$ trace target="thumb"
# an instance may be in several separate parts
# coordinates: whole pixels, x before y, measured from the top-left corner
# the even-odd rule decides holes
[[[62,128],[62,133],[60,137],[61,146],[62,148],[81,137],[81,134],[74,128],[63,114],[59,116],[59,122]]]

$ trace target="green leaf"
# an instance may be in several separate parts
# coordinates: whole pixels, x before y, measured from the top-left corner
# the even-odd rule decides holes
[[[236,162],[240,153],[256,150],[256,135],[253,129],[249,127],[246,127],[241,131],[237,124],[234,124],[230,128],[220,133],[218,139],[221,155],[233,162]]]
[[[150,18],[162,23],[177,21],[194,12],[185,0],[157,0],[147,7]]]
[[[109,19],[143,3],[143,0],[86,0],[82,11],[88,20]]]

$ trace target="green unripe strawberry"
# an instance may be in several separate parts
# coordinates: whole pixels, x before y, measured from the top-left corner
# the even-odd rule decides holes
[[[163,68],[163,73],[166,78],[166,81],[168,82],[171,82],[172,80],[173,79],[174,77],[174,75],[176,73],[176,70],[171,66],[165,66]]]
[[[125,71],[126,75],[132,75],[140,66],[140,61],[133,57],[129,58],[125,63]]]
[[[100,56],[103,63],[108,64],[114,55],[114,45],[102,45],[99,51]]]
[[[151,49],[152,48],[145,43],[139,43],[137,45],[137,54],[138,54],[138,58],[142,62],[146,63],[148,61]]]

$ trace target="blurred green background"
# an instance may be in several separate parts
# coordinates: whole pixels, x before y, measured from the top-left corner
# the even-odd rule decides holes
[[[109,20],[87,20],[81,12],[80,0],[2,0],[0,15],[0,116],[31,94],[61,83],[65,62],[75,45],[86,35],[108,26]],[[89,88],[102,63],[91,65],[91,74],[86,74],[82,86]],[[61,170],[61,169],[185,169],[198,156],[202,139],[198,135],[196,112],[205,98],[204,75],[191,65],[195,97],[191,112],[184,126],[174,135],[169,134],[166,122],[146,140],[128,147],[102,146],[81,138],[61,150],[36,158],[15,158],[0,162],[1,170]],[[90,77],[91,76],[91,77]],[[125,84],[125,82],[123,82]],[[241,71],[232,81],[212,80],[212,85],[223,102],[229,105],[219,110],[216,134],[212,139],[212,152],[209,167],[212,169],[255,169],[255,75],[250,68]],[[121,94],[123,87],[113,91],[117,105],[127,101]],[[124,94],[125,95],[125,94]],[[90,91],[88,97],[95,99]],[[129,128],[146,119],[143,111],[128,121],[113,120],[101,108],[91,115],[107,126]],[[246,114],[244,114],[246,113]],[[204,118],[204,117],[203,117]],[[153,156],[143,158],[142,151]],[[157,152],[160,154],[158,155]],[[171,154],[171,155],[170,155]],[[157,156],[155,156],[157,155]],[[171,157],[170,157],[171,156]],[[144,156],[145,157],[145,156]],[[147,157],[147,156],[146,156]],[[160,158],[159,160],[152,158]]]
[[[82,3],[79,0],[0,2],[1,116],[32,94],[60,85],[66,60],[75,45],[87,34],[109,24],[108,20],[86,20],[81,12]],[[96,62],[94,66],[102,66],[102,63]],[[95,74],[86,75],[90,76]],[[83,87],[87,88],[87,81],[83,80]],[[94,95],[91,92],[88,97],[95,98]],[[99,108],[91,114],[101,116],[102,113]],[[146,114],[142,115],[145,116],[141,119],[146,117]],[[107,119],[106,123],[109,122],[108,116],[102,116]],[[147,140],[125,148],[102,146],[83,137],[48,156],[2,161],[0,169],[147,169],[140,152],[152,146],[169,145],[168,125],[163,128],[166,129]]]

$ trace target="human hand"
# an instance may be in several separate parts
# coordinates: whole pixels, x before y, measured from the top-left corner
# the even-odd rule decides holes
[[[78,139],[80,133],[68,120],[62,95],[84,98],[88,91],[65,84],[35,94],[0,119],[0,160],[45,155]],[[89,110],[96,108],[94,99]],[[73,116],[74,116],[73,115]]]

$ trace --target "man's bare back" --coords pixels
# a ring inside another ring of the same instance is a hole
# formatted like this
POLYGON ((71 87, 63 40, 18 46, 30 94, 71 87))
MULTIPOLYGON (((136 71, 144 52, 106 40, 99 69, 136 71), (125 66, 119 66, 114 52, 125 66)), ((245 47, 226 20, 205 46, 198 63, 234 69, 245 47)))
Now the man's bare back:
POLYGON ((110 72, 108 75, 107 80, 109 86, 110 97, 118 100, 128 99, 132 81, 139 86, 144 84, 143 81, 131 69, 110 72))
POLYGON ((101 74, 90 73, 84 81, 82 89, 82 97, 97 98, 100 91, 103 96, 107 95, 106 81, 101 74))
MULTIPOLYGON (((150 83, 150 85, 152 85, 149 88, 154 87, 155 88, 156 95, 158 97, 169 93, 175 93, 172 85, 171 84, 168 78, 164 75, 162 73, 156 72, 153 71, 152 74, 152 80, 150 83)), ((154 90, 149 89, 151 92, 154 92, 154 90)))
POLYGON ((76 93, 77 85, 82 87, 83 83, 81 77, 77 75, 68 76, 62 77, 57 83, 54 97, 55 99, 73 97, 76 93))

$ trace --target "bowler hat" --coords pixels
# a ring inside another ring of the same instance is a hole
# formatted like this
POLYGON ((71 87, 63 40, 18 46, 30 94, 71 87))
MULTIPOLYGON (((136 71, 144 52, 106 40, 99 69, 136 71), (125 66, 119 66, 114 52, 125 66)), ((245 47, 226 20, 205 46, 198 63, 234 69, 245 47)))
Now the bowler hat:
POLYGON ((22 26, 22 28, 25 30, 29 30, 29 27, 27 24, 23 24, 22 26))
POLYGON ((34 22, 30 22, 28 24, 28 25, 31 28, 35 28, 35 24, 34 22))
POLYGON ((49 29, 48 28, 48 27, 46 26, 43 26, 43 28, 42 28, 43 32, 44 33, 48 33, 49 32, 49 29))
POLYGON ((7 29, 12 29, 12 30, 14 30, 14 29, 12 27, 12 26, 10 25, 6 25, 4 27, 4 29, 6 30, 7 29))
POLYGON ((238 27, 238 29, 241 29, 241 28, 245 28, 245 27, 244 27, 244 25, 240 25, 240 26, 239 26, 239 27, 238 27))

====================

• AIM OF THE TASK: Which lines in the records above contain the word "bowler"? Report each of them in full.

• COMPLETE ANSWER:
$ trace --target "bowler hat" --coords pixels
Now the bowler hat:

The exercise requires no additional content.